__Given problem__
Show each line of the records below that contains the string "girl", matching case exactly.

(Some records)

►

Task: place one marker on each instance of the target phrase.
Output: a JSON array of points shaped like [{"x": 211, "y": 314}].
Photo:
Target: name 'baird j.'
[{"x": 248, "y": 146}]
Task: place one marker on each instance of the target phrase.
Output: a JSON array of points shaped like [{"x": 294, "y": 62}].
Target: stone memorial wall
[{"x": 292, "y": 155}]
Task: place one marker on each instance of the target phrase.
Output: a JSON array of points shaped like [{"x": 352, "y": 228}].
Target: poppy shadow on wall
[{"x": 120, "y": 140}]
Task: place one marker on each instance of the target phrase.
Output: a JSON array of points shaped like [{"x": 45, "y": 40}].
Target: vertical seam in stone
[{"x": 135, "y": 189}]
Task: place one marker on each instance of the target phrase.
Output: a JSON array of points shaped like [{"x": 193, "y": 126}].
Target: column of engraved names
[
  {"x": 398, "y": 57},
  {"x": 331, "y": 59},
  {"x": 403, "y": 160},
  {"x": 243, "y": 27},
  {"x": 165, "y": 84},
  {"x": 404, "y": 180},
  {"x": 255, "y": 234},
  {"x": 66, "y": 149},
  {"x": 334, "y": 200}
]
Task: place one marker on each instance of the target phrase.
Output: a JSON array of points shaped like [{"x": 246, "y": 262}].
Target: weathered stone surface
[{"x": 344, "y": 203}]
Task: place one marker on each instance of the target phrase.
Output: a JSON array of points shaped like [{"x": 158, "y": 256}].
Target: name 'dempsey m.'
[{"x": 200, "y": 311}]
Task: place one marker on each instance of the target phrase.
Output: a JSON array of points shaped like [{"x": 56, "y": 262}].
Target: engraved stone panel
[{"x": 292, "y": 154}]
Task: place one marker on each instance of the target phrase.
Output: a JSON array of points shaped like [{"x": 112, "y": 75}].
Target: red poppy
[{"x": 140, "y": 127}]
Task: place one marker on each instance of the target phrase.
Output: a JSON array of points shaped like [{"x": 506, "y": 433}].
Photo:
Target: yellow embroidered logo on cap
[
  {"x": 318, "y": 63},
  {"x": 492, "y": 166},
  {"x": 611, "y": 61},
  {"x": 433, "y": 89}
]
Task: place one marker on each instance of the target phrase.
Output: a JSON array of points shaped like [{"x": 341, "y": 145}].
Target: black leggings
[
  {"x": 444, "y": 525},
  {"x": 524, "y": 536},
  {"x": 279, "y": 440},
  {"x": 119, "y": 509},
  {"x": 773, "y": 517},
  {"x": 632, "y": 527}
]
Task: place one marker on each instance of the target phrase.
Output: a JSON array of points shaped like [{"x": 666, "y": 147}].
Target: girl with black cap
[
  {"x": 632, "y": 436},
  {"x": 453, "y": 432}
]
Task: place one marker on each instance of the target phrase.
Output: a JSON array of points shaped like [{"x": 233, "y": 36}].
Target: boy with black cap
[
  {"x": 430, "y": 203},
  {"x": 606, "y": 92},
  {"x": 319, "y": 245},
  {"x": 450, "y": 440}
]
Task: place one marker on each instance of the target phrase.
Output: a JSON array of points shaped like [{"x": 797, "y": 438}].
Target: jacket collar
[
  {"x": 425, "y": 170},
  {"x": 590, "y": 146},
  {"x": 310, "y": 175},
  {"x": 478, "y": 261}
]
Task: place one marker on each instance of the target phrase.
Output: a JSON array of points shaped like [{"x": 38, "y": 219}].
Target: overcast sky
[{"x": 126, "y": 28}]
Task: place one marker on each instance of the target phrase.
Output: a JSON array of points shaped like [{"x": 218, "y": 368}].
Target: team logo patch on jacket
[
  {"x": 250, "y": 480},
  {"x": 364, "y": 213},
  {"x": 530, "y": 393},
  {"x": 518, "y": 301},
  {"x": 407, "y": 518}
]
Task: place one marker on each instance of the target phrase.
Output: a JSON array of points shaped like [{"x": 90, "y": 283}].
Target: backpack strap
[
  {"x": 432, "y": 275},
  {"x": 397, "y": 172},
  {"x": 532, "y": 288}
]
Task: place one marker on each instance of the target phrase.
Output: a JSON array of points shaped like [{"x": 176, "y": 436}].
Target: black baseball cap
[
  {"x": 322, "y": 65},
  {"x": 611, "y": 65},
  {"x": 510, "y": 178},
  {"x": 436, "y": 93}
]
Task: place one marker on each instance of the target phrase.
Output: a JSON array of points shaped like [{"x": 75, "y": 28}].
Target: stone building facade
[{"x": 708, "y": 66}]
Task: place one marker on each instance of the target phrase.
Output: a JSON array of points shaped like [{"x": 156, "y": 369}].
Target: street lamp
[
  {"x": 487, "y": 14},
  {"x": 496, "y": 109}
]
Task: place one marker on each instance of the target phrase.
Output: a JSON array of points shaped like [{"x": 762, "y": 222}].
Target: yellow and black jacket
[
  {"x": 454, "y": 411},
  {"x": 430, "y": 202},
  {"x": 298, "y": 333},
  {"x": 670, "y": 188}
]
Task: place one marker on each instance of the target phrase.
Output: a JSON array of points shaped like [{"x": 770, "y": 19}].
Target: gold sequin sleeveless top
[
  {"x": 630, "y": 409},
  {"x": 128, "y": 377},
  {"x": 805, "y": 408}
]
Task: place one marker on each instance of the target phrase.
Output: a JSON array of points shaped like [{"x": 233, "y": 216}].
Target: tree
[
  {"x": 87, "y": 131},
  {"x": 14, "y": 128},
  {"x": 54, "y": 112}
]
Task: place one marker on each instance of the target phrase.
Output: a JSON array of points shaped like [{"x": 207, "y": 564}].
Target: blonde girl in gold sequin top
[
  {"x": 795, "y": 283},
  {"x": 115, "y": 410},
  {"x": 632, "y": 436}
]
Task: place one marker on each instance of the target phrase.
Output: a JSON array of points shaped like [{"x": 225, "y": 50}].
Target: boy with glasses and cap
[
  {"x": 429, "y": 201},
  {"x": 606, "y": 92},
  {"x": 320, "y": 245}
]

◄

__Result below__
Target: girl with black cap
Target: blonde girl in gold sequin top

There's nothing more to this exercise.